YOUR GOAL:
Can you edit the material so that every "disc" reads "circle", with everything else left unchanged?

Excerpts of pointing data:
<<<<

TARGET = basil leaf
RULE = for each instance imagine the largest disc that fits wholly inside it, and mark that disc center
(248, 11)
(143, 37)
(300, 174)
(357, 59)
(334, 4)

>>>>

RESPONSE TO THIS EXERCISE:
TARGET = basil leaf
RULE = for each instance imagine the largest circle that fits wholly inside it, and mark that circle center
(248, 11)
(143, 37)
(300, 174)
(357, 59)
(334, 4)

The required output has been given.